■ **Instructions to follow**:
Copy the whole listing verbatim.

■ **Data for analysis**:
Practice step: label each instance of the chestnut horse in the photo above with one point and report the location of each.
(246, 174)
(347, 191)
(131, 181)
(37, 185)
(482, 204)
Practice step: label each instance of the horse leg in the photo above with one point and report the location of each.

■ **Answer to this task**:
Practice step: label each instance of the chestnut horse in the photo above with one point and report the location of each.
(246, 174)
(347, 191)
(131, 181)
(37, 185)
(482, 204)
Practice step: label each instance of the horse leg in the photo above with one point and report the location of each.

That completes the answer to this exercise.